→ **What needs to be done**:
Locate every line below that contains the string "positive" and copy each of those lines in full.

→ **Extracted entries**:
:::::
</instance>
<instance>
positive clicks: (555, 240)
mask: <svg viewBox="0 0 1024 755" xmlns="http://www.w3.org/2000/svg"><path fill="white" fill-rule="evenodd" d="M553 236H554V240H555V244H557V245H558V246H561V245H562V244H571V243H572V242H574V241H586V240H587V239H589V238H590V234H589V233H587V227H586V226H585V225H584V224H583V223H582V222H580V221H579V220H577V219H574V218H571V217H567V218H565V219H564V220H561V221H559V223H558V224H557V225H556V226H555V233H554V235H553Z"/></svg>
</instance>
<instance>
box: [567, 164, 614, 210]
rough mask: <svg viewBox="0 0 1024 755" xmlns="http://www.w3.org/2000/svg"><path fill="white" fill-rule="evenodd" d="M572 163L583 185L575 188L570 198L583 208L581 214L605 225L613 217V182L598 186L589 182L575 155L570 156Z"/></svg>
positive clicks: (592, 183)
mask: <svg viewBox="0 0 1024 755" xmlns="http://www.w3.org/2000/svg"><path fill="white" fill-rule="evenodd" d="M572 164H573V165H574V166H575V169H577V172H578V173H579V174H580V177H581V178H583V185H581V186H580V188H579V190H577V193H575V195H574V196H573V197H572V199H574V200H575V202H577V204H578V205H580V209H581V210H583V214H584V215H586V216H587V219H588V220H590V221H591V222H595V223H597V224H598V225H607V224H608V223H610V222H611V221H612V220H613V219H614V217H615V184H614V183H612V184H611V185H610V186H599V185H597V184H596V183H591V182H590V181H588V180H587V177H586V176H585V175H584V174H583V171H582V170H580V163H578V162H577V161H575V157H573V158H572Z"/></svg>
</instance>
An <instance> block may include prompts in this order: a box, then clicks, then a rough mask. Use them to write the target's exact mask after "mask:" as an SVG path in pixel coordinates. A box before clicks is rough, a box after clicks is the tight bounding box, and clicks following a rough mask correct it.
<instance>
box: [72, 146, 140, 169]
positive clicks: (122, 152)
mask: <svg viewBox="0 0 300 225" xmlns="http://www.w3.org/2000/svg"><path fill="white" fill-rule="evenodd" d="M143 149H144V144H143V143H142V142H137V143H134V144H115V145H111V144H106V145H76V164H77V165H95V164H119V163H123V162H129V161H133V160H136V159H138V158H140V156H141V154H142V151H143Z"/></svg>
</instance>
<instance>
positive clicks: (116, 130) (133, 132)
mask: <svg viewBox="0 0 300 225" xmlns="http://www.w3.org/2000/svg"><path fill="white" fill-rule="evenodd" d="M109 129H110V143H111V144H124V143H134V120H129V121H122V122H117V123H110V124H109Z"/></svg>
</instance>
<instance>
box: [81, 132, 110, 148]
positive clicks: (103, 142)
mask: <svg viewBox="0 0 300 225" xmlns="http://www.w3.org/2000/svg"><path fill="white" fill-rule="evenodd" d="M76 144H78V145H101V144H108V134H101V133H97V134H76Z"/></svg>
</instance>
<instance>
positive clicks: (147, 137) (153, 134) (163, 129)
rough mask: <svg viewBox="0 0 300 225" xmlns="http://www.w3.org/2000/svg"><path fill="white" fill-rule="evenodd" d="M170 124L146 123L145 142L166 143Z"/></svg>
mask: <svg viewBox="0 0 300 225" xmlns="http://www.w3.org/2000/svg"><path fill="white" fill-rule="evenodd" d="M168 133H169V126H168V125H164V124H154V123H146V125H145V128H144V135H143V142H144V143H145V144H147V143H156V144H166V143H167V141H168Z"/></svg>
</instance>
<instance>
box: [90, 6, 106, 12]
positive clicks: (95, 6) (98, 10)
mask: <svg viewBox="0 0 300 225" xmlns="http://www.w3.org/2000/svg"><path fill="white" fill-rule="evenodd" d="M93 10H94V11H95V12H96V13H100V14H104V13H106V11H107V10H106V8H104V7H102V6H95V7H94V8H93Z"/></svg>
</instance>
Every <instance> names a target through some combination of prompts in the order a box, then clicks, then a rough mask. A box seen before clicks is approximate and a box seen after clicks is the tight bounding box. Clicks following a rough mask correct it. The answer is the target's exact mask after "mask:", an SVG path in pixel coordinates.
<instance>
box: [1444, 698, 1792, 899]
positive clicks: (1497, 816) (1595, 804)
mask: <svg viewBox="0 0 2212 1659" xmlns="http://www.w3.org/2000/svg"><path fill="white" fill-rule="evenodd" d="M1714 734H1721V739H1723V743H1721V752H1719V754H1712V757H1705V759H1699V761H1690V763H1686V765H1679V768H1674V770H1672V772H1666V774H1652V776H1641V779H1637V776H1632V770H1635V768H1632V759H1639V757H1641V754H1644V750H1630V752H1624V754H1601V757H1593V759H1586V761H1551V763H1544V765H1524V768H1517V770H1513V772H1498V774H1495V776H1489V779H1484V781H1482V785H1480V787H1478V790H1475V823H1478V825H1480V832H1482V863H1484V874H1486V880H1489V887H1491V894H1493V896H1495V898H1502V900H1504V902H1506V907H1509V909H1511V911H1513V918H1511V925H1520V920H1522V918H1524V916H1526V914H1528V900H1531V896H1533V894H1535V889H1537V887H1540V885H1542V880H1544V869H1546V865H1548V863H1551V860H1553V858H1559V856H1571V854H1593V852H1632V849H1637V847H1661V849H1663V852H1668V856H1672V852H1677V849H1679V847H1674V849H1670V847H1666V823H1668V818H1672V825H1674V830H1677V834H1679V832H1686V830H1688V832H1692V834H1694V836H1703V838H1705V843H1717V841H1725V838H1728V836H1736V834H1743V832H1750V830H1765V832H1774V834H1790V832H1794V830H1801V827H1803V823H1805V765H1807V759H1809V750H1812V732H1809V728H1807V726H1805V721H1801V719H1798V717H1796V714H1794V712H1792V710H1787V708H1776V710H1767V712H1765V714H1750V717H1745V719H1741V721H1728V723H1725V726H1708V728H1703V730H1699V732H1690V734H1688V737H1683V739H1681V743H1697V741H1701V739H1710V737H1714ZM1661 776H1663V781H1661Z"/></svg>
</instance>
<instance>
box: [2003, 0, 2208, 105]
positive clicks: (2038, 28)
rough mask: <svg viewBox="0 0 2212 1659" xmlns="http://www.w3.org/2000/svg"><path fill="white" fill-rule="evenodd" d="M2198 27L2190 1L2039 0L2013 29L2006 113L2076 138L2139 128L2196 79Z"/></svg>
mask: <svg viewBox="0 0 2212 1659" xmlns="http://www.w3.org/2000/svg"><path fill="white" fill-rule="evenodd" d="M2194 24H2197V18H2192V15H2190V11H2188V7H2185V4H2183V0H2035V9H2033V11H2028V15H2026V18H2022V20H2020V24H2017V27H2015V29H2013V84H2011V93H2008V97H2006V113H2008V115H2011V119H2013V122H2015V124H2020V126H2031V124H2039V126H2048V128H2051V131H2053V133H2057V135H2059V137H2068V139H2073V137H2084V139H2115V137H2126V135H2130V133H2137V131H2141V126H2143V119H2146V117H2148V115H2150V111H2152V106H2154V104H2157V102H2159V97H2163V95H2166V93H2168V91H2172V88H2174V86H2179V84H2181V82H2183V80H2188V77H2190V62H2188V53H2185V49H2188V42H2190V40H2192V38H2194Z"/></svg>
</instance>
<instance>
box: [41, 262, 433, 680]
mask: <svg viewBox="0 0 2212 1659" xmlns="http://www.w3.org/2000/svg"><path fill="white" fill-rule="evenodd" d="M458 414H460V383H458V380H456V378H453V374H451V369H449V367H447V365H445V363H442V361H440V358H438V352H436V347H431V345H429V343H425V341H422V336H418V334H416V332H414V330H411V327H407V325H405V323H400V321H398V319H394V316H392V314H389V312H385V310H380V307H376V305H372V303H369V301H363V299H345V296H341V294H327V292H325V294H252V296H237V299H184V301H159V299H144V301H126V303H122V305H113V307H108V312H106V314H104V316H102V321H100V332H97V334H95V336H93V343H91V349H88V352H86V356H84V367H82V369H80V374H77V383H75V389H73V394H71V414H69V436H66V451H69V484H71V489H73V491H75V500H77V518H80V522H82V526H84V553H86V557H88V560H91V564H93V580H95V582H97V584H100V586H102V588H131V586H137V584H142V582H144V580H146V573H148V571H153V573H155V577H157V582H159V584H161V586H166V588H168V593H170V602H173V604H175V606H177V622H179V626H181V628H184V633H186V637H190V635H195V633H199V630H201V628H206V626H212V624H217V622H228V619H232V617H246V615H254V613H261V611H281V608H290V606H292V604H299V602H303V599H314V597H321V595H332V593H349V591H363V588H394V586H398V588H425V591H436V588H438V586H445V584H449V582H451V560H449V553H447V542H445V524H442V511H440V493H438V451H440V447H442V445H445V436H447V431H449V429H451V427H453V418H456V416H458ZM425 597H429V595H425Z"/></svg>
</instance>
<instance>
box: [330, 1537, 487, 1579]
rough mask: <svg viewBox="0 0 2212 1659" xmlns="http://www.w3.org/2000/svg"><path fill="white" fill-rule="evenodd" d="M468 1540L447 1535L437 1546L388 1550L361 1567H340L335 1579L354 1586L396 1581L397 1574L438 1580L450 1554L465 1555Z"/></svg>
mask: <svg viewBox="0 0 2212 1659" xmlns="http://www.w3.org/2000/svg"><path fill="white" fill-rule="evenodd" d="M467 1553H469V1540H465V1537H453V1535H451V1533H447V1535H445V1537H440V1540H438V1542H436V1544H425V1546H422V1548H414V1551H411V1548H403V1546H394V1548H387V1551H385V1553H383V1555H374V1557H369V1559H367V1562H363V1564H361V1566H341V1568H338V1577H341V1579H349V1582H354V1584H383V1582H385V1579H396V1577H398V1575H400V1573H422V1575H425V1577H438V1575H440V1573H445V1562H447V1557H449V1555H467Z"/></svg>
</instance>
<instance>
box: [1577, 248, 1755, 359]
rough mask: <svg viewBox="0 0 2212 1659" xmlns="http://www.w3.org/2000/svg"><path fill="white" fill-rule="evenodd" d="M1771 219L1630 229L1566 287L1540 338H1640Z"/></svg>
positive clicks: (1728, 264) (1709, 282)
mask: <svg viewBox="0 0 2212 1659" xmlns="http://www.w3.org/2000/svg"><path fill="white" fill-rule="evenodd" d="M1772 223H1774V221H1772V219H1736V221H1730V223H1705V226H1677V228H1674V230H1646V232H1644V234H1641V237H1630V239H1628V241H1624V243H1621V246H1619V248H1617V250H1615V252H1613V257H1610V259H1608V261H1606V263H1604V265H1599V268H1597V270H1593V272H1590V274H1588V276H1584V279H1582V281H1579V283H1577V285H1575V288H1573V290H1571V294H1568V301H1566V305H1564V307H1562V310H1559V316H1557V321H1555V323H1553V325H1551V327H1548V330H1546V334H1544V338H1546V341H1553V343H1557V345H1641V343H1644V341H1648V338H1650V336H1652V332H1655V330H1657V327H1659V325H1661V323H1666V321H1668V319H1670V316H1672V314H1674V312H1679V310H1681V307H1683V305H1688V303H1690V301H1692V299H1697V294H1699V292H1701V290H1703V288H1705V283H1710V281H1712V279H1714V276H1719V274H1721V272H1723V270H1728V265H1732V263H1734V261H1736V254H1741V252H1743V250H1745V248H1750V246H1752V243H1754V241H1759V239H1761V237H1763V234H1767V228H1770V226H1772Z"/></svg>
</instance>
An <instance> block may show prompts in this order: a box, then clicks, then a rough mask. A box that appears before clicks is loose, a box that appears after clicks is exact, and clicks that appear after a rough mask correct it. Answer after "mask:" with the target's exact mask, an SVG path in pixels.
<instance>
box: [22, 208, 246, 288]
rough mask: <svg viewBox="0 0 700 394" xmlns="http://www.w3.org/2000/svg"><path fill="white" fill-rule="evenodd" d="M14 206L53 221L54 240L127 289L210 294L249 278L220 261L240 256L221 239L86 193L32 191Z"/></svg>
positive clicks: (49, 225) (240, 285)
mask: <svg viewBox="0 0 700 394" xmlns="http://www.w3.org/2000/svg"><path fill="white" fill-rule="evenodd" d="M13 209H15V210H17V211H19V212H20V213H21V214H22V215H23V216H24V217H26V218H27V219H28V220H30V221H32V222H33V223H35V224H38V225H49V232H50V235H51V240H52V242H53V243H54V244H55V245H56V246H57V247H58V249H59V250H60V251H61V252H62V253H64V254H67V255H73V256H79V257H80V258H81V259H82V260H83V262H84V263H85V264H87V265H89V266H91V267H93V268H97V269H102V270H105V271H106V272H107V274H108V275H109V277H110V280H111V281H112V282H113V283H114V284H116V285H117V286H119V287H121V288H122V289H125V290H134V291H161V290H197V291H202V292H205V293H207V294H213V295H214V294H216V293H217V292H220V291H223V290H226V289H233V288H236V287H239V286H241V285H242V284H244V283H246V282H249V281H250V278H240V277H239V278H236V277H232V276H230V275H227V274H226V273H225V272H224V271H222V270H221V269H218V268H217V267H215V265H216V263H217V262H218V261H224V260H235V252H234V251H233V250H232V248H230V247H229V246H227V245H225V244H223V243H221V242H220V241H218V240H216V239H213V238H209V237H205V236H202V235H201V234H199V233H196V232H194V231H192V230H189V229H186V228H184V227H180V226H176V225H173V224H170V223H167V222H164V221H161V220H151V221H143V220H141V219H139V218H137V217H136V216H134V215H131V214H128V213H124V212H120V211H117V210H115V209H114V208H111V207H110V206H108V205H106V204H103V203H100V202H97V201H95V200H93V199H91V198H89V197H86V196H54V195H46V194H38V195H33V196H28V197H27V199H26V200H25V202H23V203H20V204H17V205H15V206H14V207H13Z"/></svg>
:::::
→ **Your response**:
positive clicks: (555, 240)
positive clicks: (592, 183)
positive clicks: (122, 152)
positive clicks: (116, 130) (133, 132)
positive clicks: (103, 142)
positive clicks: (147, 137) (153, 134) (163, 129)
positive clicks: (95, 6) (98, 10)
positive clicks: (1497, 816) (1595, 804)
positive clicks: (2038, 28)
positive clicks: (1728, 264) (1709, 282)
positive clicks: (49, 225) (240, 285)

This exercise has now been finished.